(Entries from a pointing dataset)
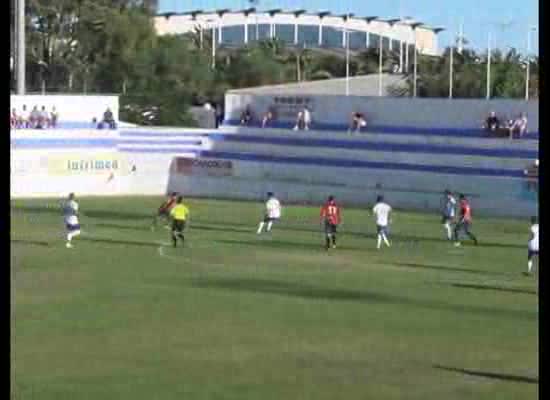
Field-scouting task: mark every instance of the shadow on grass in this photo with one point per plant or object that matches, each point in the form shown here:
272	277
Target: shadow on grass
118	242
126	227
29	242
487	287
222	228
267	241
444	268
107	214
291	289
490	375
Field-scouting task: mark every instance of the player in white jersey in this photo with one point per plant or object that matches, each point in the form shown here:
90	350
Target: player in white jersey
272	213
382	213
448	212
70	215
533	244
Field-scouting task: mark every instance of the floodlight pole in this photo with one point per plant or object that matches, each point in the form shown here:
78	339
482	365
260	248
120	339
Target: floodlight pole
415	66
528	66
347	60
451	61
380	50
489	66
21	66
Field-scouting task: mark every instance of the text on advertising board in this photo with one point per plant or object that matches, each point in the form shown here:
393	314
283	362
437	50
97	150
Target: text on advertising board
203	166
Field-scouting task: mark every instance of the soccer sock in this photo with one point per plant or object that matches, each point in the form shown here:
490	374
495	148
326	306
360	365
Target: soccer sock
449	231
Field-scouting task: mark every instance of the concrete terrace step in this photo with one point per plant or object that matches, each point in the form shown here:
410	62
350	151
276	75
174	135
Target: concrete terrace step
406	130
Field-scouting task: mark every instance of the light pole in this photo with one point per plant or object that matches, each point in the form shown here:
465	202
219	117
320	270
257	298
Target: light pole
20	62
368	20
345	34
415	62
380	51
528	66
488	66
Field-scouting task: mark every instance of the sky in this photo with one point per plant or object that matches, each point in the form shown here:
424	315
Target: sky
507	20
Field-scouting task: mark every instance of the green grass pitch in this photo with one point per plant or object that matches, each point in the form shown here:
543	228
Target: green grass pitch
237	316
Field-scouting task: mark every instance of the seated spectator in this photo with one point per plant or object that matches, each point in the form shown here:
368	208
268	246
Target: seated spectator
246	116
53	118
43	119
33	119
219	115
109	119
518	126
307	118
267	118
532	175
13	119
358	121
23	118
492	123
300	121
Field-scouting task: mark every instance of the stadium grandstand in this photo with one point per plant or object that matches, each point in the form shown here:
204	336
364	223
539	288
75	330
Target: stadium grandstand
302	28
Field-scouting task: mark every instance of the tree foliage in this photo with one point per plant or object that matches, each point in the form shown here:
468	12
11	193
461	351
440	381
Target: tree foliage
110	46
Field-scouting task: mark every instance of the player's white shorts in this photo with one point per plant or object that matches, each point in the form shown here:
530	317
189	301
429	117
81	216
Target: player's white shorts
72	224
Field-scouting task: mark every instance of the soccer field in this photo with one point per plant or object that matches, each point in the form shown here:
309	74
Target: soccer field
232	315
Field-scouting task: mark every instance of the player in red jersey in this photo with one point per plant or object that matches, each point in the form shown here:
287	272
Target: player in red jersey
465	220
330	216
164	209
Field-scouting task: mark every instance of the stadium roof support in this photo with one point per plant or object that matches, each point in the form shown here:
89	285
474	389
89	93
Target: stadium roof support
296	13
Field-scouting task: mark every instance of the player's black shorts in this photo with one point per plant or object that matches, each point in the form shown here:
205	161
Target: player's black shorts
267	218
178	226
163	212
330	228
463	226
531	254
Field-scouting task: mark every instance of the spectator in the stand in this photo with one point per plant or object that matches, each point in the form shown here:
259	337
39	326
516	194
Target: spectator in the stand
303	120
13	119
43	119
492	123
246	116
307	118
267	118
219	115
109	119
299	121
53	118
23	118
358	121
34	117
518	126
532	175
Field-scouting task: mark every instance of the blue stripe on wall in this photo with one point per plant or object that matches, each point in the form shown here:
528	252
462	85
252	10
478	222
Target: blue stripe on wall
63	143
386	129
386	147
161	142
161	134
333	162
173	150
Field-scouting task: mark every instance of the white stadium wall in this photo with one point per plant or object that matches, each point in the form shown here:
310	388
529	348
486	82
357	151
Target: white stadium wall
71	108
300	167
383	111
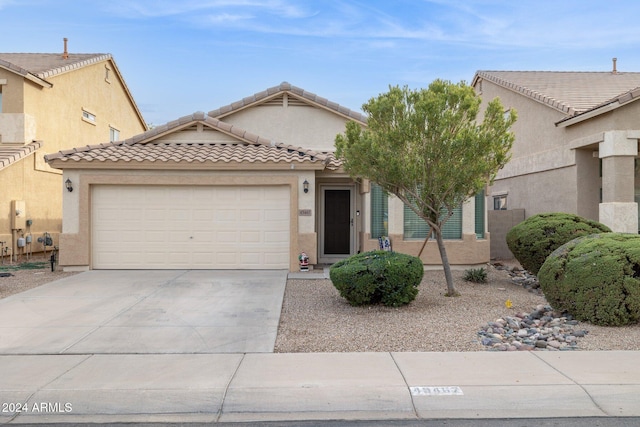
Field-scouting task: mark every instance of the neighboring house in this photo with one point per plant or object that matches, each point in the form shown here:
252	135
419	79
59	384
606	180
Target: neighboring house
49	102
576	144
248	186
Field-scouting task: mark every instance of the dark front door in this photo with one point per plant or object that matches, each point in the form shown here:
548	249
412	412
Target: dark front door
337	222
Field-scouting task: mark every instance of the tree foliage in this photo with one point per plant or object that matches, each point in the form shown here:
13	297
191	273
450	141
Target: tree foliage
426	147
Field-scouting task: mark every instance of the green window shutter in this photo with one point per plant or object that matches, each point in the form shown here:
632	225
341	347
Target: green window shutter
480	212
379	212
416	228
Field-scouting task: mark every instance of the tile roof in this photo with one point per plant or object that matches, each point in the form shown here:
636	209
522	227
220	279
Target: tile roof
10	153
572	93
294	91
146	147
45	65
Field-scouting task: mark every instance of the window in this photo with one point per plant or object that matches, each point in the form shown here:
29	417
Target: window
479	215
114	134
416	228
500	202
379	212
88	117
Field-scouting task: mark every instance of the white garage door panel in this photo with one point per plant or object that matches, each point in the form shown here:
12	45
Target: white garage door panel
141	227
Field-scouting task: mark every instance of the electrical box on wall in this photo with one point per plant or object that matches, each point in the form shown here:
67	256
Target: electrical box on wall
18	215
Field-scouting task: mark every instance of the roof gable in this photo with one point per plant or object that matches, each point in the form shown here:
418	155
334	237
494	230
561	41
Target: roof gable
285	92
156	147
572	93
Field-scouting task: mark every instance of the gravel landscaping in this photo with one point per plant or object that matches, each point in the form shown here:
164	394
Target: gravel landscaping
316	319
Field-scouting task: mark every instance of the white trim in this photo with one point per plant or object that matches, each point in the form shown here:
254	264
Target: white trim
330	258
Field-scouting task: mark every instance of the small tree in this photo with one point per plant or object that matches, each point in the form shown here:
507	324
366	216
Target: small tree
426	148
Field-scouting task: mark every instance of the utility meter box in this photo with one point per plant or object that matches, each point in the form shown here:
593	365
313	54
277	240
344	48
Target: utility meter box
18	215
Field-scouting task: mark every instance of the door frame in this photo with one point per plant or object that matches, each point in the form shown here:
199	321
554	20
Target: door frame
331	258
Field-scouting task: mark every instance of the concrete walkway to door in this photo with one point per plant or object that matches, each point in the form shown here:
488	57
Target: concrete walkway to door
140	312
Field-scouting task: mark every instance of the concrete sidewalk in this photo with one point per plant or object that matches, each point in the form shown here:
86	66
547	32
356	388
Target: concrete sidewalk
311	386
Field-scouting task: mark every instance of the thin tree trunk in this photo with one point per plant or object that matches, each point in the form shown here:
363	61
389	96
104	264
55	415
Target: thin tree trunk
451	289
423	245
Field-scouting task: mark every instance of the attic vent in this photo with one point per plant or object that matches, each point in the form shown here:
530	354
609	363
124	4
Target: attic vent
290	101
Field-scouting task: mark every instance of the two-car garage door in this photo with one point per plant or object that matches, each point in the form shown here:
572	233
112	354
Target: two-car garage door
195	227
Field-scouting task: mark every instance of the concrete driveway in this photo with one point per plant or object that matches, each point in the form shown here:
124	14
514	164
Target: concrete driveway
146	312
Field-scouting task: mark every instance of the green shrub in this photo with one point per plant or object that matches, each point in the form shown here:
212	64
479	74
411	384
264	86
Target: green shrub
476	275
535	238
378	277
595	278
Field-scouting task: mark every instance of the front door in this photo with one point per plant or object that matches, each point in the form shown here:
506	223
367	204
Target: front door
337	220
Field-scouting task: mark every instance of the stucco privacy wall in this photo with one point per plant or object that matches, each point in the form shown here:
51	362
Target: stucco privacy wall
462	253
76	235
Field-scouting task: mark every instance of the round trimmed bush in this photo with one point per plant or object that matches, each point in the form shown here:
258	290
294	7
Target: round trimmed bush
535	238
378	277
595	278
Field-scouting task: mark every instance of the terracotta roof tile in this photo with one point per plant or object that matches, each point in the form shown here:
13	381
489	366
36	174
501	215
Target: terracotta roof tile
11	153
570	92
294	91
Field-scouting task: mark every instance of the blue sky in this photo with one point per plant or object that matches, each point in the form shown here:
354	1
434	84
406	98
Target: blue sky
183	56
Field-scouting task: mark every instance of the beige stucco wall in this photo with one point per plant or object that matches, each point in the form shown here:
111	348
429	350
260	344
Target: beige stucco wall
307	126
57	117
468	251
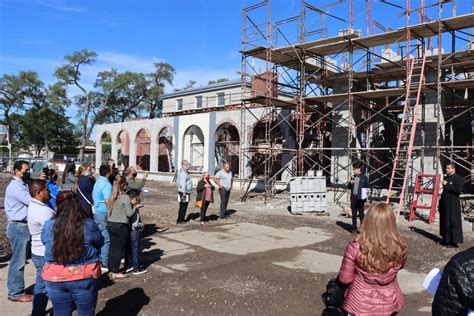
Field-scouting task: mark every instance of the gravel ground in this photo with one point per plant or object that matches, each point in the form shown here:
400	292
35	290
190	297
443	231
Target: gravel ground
224	284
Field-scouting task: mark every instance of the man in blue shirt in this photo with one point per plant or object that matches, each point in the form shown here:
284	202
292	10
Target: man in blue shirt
17	199
100	194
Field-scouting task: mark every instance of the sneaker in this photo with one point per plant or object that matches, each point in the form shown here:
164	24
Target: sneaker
139	271
118	276
24	298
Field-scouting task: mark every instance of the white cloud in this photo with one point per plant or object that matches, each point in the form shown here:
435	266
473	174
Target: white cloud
61	7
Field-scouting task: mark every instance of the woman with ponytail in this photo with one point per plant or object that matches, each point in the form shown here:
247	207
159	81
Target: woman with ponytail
118	225
72	255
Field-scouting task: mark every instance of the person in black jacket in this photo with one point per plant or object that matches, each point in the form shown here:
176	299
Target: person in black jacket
450	218
455	293
205	194
358	184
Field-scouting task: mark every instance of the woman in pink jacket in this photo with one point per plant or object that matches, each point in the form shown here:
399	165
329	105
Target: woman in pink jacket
371	264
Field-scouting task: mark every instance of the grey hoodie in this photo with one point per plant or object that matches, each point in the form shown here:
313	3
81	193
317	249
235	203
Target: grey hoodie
185	183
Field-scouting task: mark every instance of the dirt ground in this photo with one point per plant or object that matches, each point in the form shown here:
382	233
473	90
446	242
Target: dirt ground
201	281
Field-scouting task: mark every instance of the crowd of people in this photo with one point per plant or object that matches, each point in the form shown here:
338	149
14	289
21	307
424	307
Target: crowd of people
74	229
90	226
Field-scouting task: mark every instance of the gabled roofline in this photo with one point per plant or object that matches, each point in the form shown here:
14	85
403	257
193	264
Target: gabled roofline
213	87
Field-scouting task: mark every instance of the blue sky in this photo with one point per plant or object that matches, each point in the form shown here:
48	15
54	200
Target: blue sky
200	38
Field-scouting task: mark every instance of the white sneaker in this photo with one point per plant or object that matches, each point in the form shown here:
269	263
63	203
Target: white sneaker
139	271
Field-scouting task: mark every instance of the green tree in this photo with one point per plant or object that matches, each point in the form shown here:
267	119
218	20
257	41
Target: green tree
15	91
122	94
38	124
164	74
69	74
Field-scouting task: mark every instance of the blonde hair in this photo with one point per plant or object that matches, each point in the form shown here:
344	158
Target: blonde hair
380	242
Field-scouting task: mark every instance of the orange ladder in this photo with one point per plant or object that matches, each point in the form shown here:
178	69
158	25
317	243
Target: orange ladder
406	136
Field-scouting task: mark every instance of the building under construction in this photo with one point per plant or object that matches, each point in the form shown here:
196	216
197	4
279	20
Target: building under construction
320	90
398	100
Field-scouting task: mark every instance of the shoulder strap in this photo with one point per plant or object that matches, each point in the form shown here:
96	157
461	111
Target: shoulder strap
83	196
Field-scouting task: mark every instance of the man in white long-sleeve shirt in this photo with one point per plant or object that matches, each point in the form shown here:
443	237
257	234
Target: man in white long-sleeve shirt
185	187
38	213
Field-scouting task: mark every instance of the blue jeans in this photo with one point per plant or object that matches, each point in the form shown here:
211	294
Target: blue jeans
40	297
133	250
19	236
101	220
82	293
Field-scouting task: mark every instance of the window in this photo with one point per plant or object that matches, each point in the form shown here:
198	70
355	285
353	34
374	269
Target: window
220	99
179	104
199	102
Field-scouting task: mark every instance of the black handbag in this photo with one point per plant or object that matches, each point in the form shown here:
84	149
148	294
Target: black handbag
334	295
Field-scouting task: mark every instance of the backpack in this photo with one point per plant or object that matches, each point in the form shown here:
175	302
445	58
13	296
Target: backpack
333	298
136	221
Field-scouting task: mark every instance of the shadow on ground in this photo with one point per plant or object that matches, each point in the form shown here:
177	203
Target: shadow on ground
346	226
196	215
129	303
426	234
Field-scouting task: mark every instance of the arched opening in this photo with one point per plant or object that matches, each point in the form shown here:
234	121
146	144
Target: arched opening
165	150
123	149
143	143
106	141
266	153
193	148
227	147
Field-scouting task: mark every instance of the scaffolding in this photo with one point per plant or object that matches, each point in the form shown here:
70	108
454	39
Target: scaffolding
339	93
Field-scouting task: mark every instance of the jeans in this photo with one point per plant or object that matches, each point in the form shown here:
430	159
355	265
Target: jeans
119	235
205	205
101	221
40	297
225	196
19	236
183	207
134	250
357	206
82	293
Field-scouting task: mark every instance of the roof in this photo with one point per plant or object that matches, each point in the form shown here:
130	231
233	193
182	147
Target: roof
213	87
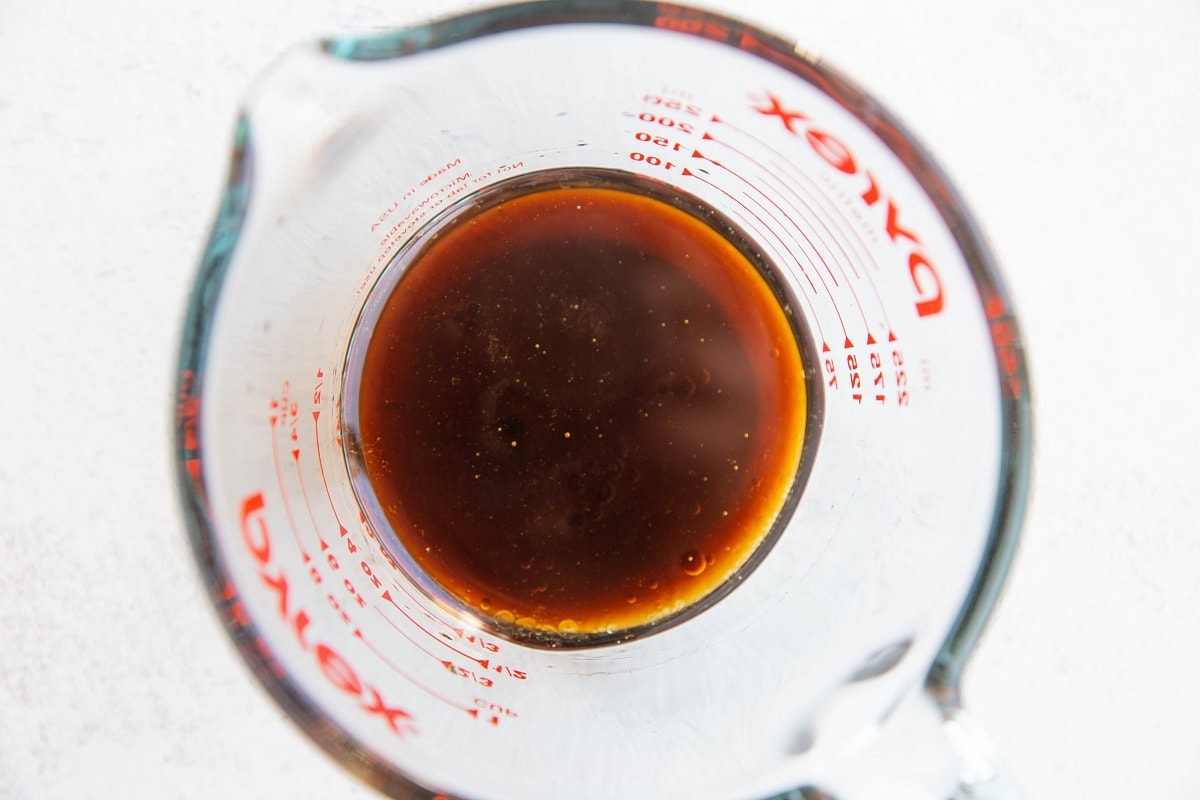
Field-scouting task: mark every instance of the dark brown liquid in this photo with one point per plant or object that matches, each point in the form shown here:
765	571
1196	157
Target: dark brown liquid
581	410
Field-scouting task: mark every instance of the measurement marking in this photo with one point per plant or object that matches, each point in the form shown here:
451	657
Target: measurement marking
321	462
387	595
813	313
307	501
858	302
823	214
283	492
399	671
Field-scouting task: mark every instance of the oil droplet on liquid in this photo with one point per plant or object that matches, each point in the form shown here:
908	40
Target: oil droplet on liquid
694	563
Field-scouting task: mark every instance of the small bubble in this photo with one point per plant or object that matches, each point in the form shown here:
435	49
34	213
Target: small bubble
694	563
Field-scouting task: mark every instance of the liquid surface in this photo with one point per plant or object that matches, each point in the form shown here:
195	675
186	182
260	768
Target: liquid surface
581	410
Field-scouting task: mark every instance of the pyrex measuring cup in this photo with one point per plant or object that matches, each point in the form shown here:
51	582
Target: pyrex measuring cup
828	665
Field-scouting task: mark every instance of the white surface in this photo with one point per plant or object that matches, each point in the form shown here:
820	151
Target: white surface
1072	128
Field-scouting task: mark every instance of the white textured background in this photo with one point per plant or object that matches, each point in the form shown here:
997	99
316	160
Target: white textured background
1071	126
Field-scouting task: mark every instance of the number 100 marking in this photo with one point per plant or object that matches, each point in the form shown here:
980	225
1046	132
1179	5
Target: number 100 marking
653	161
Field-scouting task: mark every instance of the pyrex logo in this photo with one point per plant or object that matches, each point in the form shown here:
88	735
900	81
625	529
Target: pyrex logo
838	155
335	668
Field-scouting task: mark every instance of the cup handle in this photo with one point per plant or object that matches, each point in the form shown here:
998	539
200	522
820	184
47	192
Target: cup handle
928	749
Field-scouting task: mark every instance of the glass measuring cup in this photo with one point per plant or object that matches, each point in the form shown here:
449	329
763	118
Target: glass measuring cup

● **Written instruction**: Reproduce the lines from the one containing "Field-scouting task: mark every instance of the liquid" to the end of the entries, keeping both ends and adding nothing.

● **Reply to the exercise**:
Field-scouting task: mark every instance of the liquid surface in this photo with one point per plant or object that matches, each point in the form shown here:
195	675
186	182
260	768
Target: liquid surface
581	410
Field-scouting task: mark every instance of the pyrex measuring cup in this photo with one point per plant or object that matches, each point in the form shown here:
51	582
Target: pyrex measuring cup
828	665
Field-scouting task: mark every instance of the white surface in this photo with one point per plant or object that matches, each point in the form shown here:
820	151
Target: white surface
1072	128
Field-scouting task: mark every instance of the white textured background in this photo with one point per plant or object that matches, each point in the form shown here:
997	99
316	160
Target: white textured background
1071	126
Field-scouting task: mark every instance of the number 100 marking in this photo with one point per plant or object that matches, each point in the form shown here:
980	225
1046	132
1179	5
Target: number 100 marking
653	161
Field-scouting task: mark every instance of the pyrex logo in this photo with one point per plant or object that matches, each point in the form shown here:
88	735
900	81
625	529
Target: pyrex logo
838	155
335	668
Field-scouting task: mark every instance of the cup handle in this photo with one point per plant or object that matches, each point in the form shown here:
998	539
200	522
820	184
47	192
Target: cup handle
928	749
Field-scouting task: mark every instance of the glass measuring cup in this photo with one point per plant or object that matches, each point in the form shown here:
449	329
763	118
Target: glass measuring cup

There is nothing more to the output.